## Given problem
Will you quote only the lines starting at the one that contains "the car headlight" and ending with the last line of the listing below, inclusive?

** BEGIN Given records **

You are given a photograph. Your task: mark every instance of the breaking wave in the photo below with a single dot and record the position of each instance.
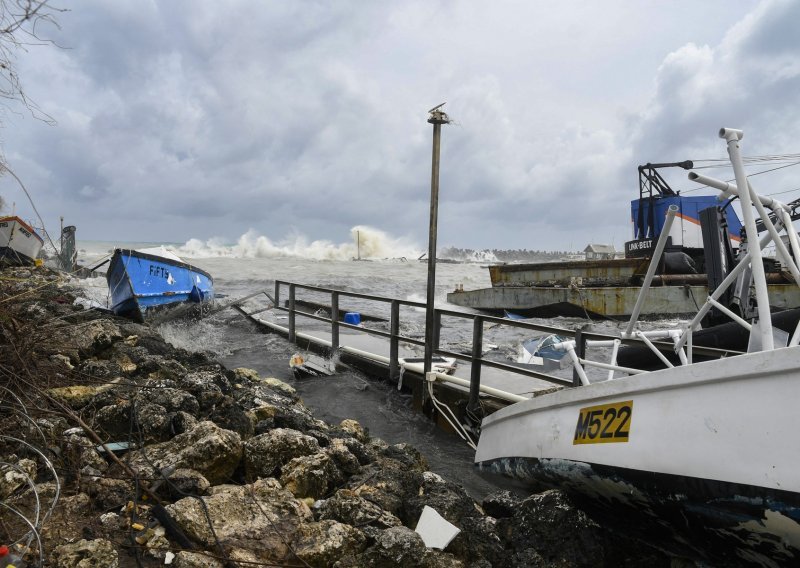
(366, 243)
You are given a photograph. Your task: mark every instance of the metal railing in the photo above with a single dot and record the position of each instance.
(479, 322)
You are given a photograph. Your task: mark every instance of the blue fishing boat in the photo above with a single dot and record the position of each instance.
(146, 281)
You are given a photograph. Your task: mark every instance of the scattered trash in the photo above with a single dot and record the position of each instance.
(304, 368)
(435, 530)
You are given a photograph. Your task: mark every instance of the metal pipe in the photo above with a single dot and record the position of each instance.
(780, 248)
(793, 240)
(732, 137)
(614, 351)
(437, 118)
(394, 344)
(601, 365)
(655, 350)
(334, 321)
(730, 313)
(475, 364)
(728, 190)
(724, 285)
(292, 315)
(651, 270)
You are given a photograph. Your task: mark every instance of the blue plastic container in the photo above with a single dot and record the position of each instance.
(353, 318)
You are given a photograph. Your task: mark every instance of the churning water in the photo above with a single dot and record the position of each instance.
(393, 271)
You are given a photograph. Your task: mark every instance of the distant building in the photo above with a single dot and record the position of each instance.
(599, 252)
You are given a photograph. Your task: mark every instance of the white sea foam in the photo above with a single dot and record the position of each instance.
(367, 242)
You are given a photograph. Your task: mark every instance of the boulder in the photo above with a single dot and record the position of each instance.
(501, 504)
(173, 400)
(392, 484)
(153, 421)
(226, 413)
(99, 553)
(450, 500)
(541, 521)
(20, 474)
(114, 419)
(321, 544)
(355, 429)
(184, 482)
(396, 546)
(347, 507)
(266, 453)
(346, 462)
(262, 518)
(206, 448)
(310, 476)
(185, 559)
(91, 337)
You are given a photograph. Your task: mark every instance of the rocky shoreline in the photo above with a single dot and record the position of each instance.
(118, 449)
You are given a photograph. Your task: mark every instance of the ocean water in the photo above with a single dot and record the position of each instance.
(391, 270)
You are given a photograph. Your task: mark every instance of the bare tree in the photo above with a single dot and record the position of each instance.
(22, 23)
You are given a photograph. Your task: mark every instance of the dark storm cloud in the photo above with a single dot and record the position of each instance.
(206, 119)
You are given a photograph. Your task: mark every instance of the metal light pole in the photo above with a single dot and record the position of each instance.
(437, 118)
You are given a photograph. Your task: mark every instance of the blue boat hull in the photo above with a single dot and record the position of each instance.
(142, 284)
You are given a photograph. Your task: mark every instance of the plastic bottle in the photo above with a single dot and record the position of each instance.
(10, 558)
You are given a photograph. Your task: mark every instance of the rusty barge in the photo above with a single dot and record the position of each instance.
(703, 244)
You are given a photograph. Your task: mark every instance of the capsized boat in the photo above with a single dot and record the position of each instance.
(143, 282)
(708, 447)
(19, 242)
(539, 352)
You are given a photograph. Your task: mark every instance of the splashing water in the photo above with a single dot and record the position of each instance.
(367, 243)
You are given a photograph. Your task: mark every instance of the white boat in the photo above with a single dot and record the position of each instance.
(19, 242)
(709, 448)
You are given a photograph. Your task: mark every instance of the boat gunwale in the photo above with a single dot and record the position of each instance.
(156, 258)
(633, 384)
(29, 228)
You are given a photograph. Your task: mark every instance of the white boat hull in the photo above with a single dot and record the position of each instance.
(19, 243)
(697, 446)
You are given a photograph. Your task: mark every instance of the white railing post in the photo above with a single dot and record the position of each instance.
(651, 270)
(732, 137)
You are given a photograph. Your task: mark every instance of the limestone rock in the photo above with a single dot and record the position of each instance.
(266, 453)
(310, 476)
(322, 544)
(98, 553)
(347, 507)
(185, 482)
(173, 400)
(92, 337)
(206, 448)
(396, 546)
(541, 521)
(229, 415)
(77, 396)
(21, 475)
(500, 504)
(450, 500)
(153, 421)
(185, 559)
(261, 517)
(344, 459)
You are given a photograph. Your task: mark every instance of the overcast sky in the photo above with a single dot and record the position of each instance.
(202, 119)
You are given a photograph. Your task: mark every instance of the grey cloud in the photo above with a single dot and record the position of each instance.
(215, 118)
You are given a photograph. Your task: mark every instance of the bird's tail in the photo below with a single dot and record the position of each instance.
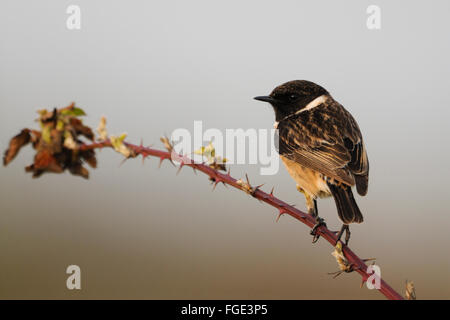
(348, 210)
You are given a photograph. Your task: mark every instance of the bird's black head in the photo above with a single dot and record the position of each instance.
(292, 96)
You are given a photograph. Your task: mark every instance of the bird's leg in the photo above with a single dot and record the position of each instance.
(345, 228)
(312, 210)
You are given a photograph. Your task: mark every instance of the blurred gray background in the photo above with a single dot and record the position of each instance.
(152, 67)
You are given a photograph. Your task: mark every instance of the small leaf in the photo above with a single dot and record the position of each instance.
(69, 142)
(101, 129)
(72, 111)
(46, 134)
(60, 125)
(117, 143)
(78, 170)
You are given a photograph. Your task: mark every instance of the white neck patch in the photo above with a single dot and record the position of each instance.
(316, 102)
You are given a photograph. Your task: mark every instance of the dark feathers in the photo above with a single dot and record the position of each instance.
(348, 210)
(332, 146)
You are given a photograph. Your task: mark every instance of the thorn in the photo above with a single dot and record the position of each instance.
(362, 282)
(258, 187)
(280, 213)
(248, 181)
(122, 162)
(335, 274)
(216, 182)
(161, 159)
(179, 168)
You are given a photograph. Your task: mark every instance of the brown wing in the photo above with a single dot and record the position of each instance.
(327, 139)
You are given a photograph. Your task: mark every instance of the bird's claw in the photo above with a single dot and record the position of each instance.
(319, 222)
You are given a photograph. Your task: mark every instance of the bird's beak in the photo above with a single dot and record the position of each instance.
(265, 99)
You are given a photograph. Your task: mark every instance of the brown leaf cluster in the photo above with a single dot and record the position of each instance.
(57, 143)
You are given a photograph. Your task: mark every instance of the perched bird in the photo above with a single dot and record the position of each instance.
(322, 148)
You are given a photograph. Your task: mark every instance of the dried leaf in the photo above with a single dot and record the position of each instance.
(45, 161)
(72, 111)
(89, 157)
(340, 258)
(79, 128)
(78, 170)
(119, 146)
(15, 144)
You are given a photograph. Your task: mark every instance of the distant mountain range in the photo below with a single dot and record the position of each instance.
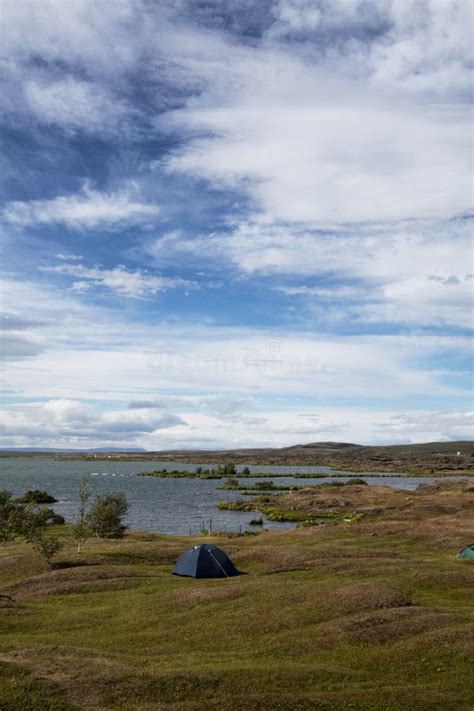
(426, 458)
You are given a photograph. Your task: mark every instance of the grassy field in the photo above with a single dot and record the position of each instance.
(377, 614)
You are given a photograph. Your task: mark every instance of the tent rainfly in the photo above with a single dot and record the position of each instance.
(205, 561)
(466, 553)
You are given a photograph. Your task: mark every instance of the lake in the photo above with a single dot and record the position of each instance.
(173, 506)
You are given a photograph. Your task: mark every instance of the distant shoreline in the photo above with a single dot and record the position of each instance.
(430, 459)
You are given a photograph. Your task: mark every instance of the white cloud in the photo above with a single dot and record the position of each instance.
(74, 104)
(62, 420)
(409, 272)
(85, 210)
(120, 280)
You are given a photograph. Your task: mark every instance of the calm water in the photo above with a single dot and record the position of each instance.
(174, 506)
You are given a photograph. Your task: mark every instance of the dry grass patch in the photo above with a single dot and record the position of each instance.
(384, 625)
(71, 580)
(193, 597)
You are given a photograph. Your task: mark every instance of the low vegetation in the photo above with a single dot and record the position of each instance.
(373, 615)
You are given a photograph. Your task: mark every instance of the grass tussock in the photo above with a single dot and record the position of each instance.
(373, 615)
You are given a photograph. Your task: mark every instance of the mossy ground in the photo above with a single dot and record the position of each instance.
(370, 615)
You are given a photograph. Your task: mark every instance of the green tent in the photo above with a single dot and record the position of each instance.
(467, 552)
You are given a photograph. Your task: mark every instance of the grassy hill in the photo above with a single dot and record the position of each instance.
(429, 458)
(368, 616)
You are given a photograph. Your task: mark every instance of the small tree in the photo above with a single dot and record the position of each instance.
(46, 545)
(81, 529)
(229, 469)
(106, 515)
(9, 518)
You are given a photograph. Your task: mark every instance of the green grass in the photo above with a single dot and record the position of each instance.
(319, 620)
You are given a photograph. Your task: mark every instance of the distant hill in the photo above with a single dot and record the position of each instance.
(426, 458)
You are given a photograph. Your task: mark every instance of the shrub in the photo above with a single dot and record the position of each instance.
(46, 546)
(106, 515)
(81, 529)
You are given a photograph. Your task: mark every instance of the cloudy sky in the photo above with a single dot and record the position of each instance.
(235, 223)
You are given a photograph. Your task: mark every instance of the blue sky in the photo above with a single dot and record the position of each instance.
(236, 223)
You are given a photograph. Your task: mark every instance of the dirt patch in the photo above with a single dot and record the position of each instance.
(70, 580)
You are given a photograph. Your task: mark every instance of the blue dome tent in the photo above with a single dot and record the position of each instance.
(466, 553)
(205, 561)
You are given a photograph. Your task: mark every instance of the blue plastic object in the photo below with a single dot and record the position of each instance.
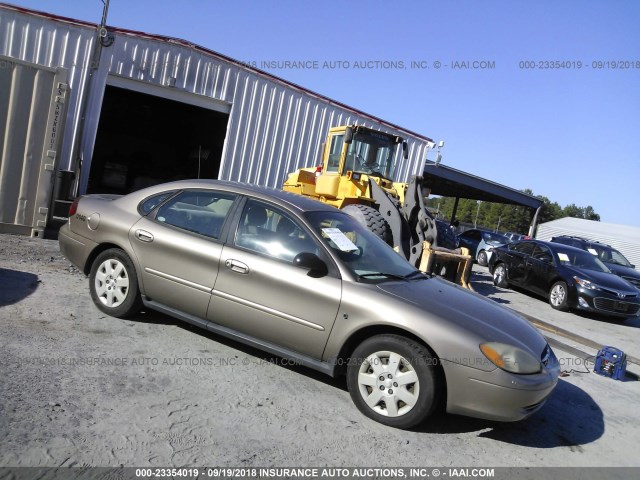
(611, 362)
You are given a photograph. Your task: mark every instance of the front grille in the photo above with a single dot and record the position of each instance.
(615, 306)
(633, 281)
(618, 293)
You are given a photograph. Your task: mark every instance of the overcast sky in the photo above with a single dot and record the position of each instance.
(531, 94)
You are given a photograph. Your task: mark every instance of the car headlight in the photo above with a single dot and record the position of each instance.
(586, 283)
(510, 358)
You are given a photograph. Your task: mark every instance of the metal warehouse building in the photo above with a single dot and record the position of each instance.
(87, 109)
(624, 238)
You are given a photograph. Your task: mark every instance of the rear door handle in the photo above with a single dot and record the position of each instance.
(144, 236)
(236, 266)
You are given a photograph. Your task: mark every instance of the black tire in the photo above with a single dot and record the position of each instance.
(114, 285)
(482, 258)
(370, 218)
(416, 381)
(500, 278)
(559, 296)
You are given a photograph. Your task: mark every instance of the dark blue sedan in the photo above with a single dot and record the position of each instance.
(569, 277)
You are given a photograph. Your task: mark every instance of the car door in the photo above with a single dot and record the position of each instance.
(518, 255)
(540, 269)
(259, 291)
(470, 239)
(179, 249)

** END Given records **

## The reply
You are given a photograph. Your task: mark every instance of the car headlight in the photo above with a single dot and record the position of each instance.
(586, 283)
(510, 358)
You are given a photograph. Your task: mark every instance of the metal warehouse building in the photo above with a single dot and record the position of each instance.
(87, 109)
(624, 238)
You are given a photograph. Your task: mark every instance of the rear door handle in the photo above with a single dot and record the position of each instance.
(144, 236)
(236, 266)
You are given a photograph. Your task: mark every instance of the black tire in the photo above with a single dot and record the position of each instance.
(114, 285)
(482, 258)
(370, 218)
(416, 381)
(500, 278)
(559, 296)
You are given a photograph. Your task: mark every instance of the dark blue sedan in the photo above with a single dot and record the position of each instance.
(569, 277)
You are given a photograph. Your task: mark every instance of the car door in the photo above with a single dot and record the position of each instance.
(518, 255)
(540, 269)
(259, 291)
(470, 239)
(179, 249)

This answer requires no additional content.